* _What to do_
Report back every line of the entries that contains "plant", exactly as written.

Collected data entries

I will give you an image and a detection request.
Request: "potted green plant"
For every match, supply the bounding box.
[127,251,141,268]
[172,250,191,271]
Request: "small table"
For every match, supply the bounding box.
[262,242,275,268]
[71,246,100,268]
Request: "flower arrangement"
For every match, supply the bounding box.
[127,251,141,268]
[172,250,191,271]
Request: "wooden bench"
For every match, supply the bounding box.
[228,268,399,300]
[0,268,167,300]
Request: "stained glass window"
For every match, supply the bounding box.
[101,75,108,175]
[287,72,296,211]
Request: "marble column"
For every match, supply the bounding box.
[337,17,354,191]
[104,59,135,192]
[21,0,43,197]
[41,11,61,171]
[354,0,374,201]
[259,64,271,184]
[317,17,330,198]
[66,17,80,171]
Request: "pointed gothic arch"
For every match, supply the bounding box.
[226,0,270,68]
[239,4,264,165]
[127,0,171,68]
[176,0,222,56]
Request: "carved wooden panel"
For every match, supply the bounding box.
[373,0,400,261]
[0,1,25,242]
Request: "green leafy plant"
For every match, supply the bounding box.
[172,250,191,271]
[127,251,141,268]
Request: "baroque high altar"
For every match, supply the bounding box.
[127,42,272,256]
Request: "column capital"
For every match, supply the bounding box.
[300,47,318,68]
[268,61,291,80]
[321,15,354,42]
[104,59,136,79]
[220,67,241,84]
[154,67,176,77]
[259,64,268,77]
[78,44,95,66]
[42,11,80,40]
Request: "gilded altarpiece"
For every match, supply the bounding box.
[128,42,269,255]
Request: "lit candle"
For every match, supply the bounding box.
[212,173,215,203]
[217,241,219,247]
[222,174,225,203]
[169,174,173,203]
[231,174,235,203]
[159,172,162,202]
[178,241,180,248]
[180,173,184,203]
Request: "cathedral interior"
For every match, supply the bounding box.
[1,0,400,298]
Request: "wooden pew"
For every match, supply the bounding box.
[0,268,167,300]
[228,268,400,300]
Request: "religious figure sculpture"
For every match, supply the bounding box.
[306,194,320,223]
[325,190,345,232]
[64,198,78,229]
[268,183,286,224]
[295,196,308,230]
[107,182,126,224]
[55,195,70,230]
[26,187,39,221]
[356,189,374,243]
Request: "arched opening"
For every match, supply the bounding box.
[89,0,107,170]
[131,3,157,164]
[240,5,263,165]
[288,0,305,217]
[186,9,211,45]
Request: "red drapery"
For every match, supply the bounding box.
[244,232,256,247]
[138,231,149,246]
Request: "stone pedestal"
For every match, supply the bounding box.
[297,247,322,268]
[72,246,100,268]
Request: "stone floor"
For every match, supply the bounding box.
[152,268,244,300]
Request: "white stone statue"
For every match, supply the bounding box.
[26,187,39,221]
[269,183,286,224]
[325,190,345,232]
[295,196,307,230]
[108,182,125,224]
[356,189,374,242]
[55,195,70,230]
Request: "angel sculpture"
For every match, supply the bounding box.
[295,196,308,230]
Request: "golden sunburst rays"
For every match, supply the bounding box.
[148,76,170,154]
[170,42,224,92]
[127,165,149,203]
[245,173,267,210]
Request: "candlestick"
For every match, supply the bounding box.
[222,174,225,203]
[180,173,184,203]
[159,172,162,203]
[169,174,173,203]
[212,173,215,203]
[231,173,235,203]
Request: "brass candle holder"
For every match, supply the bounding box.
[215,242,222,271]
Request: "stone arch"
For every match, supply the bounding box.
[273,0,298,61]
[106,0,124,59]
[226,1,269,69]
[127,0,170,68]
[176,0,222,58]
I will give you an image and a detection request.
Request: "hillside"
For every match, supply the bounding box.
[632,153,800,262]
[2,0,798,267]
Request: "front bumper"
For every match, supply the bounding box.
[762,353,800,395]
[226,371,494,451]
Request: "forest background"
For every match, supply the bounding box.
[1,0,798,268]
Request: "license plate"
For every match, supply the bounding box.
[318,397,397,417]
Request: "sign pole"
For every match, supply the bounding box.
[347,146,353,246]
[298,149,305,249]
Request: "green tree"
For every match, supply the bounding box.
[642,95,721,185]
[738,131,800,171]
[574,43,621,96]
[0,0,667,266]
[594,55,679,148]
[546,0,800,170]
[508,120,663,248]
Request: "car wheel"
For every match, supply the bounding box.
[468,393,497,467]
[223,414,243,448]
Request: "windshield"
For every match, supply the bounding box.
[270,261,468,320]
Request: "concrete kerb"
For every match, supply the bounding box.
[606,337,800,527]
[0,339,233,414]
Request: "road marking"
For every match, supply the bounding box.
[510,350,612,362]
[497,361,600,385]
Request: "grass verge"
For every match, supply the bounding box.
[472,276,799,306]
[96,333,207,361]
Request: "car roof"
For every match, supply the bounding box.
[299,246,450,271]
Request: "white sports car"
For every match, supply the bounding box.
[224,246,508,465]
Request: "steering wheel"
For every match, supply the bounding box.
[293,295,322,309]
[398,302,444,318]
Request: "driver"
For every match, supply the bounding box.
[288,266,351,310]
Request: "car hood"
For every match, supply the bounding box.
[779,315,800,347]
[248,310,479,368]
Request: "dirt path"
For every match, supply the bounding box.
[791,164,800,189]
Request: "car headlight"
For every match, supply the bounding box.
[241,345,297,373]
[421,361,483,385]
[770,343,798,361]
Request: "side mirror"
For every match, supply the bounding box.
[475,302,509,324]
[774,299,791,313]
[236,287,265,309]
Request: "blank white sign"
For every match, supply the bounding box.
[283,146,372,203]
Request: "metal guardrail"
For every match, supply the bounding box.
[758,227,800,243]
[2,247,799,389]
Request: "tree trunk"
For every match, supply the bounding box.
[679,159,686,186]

* _Response to this exercise_
Request: "potted green plant"
Request: "green leafy plant"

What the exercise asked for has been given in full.